▸ **EXTRACT PROVIDED**:

-=-=-=-=-

A survey has revealed a crisis in trust among trans people of the Labour Party and the institutions it governs.
A staggering 91% of the trans people surveyed said they distrusted Labour with trans rights either “not very much” or “not at all”, putting the party only five points ahead of the Tories at 96%. In comparison, YouGov’s tracker reported earlier this month that 62% of all Britons think Labour is “untrustworthy”, with 15% thinking the party is “trustworthy”.
The YouGov poll, commissioned by Good Law Project, comes on the final day of voting for Labour’s deputy leader, which is now a race between Lucy Powell and the women and equalities minister, Bridget Phillipson.
Phillipson has come under fire from campaigners supporting trans rights after promoting an extreme version of the Supreme Court ruling on the definition of a woman. Speaking in parliament after the judgment, Phillipson said the government was “working to protect single-sex spaces based on biological sex”.
The Equality and Human Rights Commission (EHRC) rushed out interim guidance following the ruling. Facing a legal challenge from Good Law Project – which will be heard in November – the commission withdrew its guidance last week. But organisations across the country have already followed this guidance to put policies in place that exclude trans people. The survey found 60% of those surveyed distrust the EHRC.

-=-=-=-=-

▸ **WORK INSTRUCTIONS**: Transcribe the passage on the survey of trans people's trust in Labour, reproducing every word and punctuation mark.

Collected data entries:

-=-=-=-=-

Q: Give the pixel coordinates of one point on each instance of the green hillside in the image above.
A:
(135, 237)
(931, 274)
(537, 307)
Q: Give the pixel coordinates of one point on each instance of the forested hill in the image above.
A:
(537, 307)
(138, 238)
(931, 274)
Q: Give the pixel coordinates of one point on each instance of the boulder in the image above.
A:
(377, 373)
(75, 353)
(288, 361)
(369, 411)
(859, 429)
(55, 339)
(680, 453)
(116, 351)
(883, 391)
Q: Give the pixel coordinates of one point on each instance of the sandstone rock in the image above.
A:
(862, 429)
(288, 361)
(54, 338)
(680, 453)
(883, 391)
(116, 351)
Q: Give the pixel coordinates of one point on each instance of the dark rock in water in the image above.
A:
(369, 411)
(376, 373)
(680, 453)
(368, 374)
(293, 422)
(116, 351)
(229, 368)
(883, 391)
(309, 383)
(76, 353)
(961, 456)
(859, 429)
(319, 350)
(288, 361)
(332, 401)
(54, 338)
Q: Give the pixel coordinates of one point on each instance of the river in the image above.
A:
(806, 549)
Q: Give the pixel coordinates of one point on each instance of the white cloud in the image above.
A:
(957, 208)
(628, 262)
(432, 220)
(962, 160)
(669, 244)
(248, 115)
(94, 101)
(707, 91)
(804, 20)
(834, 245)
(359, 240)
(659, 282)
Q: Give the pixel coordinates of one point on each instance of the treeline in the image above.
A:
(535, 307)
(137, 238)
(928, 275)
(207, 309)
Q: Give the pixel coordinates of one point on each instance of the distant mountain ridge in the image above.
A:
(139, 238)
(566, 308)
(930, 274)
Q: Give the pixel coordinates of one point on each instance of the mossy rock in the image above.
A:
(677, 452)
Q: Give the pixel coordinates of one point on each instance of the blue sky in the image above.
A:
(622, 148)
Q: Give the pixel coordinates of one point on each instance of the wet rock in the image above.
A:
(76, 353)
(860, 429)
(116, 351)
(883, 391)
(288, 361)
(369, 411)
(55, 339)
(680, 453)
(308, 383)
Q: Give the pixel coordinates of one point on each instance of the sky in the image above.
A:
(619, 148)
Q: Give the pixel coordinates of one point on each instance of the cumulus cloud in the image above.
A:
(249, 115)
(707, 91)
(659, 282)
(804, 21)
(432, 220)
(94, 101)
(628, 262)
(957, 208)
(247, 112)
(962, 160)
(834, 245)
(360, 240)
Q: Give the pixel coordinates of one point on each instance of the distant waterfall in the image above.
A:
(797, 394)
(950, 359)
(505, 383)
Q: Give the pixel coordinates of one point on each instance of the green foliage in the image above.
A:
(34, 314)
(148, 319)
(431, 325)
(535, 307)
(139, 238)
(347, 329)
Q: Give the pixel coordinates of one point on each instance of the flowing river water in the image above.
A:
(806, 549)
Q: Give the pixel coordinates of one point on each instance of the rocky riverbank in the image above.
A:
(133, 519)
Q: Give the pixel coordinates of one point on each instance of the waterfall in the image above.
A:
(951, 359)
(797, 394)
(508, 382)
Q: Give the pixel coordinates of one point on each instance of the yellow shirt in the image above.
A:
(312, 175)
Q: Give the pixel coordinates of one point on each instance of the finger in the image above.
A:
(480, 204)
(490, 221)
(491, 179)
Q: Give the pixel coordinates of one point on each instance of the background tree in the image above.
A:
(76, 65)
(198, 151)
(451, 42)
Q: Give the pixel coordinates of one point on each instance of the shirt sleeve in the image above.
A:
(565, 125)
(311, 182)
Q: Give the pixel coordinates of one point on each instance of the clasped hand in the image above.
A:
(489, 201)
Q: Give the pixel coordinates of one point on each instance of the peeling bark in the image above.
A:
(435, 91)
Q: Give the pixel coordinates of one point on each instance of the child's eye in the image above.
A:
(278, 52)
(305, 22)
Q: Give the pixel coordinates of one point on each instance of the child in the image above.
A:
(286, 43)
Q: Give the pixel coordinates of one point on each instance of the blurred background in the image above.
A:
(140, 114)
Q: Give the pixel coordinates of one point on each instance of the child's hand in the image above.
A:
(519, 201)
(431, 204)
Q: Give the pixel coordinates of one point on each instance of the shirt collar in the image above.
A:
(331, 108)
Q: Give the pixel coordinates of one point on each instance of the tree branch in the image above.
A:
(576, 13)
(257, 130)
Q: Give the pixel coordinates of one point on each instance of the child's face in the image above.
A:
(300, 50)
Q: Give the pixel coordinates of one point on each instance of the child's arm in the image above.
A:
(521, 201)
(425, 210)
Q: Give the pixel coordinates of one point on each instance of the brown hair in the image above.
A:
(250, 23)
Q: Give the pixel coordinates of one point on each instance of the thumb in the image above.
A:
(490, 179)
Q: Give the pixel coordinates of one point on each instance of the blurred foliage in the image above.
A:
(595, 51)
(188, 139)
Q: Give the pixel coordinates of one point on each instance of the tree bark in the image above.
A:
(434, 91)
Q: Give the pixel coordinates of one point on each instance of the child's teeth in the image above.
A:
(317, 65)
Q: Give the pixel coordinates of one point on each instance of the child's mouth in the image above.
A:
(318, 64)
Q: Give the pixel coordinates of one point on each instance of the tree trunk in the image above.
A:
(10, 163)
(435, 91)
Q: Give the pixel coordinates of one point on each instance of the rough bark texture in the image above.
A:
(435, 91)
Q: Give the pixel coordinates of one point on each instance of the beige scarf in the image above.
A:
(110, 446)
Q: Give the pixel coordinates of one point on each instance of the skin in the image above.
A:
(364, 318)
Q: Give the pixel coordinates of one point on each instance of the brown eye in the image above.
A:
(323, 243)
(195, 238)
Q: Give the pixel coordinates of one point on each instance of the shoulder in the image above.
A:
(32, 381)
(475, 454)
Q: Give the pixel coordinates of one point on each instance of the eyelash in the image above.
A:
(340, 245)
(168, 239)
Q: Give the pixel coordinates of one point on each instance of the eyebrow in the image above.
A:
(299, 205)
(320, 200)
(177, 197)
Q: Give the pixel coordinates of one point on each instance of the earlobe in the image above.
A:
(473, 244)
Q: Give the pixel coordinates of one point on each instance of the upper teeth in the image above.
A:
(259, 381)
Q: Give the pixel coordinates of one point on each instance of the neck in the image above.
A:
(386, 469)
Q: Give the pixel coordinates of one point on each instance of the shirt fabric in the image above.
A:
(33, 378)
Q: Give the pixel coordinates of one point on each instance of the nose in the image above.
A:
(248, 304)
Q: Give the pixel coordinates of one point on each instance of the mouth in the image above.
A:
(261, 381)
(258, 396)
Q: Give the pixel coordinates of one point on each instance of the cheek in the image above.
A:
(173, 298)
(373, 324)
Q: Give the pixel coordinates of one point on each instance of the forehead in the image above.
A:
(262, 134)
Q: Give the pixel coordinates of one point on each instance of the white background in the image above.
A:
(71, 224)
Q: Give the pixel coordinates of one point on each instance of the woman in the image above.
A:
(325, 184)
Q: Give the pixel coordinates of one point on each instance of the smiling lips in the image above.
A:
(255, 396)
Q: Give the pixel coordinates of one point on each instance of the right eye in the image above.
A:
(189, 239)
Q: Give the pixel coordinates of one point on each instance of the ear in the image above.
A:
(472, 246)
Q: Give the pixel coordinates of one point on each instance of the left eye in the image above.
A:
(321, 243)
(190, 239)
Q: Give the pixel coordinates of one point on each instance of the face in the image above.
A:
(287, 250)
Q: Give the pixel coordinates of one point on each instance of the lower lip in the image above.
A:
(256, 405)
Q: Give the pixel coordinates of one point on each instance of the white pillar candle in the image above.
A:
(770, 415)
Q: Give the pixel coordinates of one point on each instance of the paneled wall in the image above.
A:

-=-=-=-=-

▸ **SOLUTION TO THIS EXERCISE**:
A survey has revealed a crisis in trust among trans people of the Labour Party and the institutions it governs.
A staggering 91% of the trans people surveyed said they distrusted Labour with trans rights either “not very much” or “not at all”, putting the party only five points ahead of the Tories at 96%. In comparison, YouGov’s tracker reported earlier this month that 62% of all Britons think Labour is “untrustworthy”, with 15% thinking the party is “trustworthy”.
The YouGov poll, commissioned by Good Law Project, comes on the final day of voting for Labour’s deputy leader, which is now a race between Lucy Powell and the women and equalities minister, Bridget Phillipson.
Phillipson has come under fire from campaigners supporting trans rights after promoting an extreme version of the Supreme Court ruling on the definition of a woman. Speaking in parliament after the judgment, Phillipson said the government was “working to protect single-sex spaces based on biological sex”.
The Equality and Human Rights Commission (EHRC) rushed out interim guidance following the ruling. Facing a legal challenge from Good Law Project – which will be heard in November – the commission withdrew its guidance last week. But organisations across the country have already followed this guidance to put policies in place that exclude trans people. The survey found 60% of those surveyed distrust the EHRC.